Work instructions:
• a. Answer these questions from the Turing Award news item:
(i) Which company gives the award financial backing?
(ii) At which research center is Allen an IBM fellow emerita?
(iii) What three problems are named as examples that high-performance computers help solve?
• b. Carry on the news item about Frances E. Allen's Turing Award, picking up after its last sentence.

-- Text section follows --

News

First Woman Selected for Top Computer Science Award

by staff , April 5, 2007

First Woman Selected for Top Computer Science Award 

NEW YORK
The Association for Computing Machinery has named Frances E. Allen the winner of the 2006 A.M. Turing Award for her work in computer science. Allen’s research has helped improve computer capacity for problem-solving and has enhanced the use of high-performance computing. Named for the British mathematician Dr. Alan M. Turing, the award is considered the equivalent of the Nobel Prize in computing and gets financial backing from Intel. Allen is the first woman to receive the award, which also comes with a $100,000 prize.

An IBM fellow emerita at the T.J. Watson Research Center, Allen has spent most of her career as a research scientist for IBM. She has also had stints as a professor and lecturer at a number of higher education institutions, including New York University, Stanford University and the University of California, Berkeley.

IBM officials say Allen’s chief accomplishments include “contributions to the theory and practice of program optimization, which translates the users’ problem-solving language statements into more efficient sequences of computer instructions.” She has also helped produce advances in the use of high-performance computers for solving problems such as weather forecasting, DNA matching and national security functions.

-- Text section concluded --
-- Data block follows --

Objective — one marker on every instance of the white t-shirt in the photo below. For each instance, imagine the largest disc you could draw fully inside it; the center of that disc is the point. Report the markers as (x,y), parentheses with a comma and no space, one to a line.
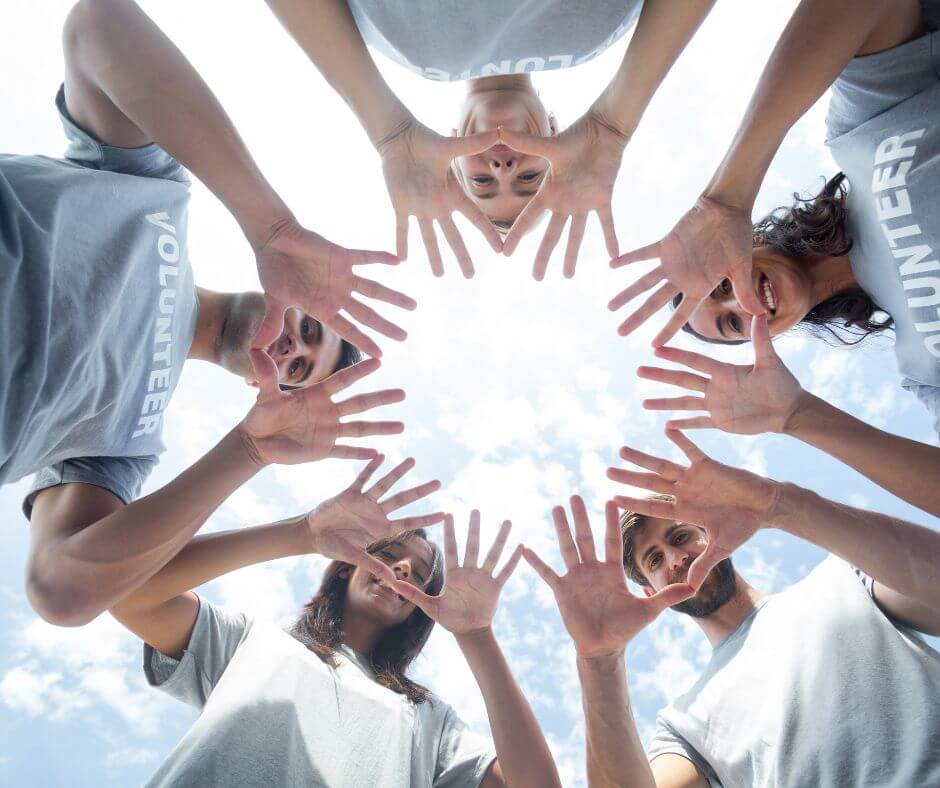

-- Data block concluded --

Solved problems:
• a.
(i) Intel
(ii) The T.J. Watson Research Center
(iii) Weather forecasting, DNA matching and national security functions

• b.
“Her contributions have spanned most of the history of computer science, and have made possible computing techniques that we rely on today in business and technology,” says

Dr. Ruzena Bajcsy, the chair of the Turing Award Committee. “It is interesting to note Allen’s role in highly secret intelligence work on security codes for the organization now known as the National Security Agency, since it was Alan Turing, the namesake of this prestigious award, who devised techniques to help break the German codes during World War II.”

In 1957, Allen joined the T. J. Watson Research Center to teach FORTRAN, then a cutting-edge computer programming language, to IBM scientists. FORTRAN allowed engineers and scientists at the time to write programs that resembled the mathematical formulas on which they relied. Allen was among the pioneers who addressed the potential for high-performance computers.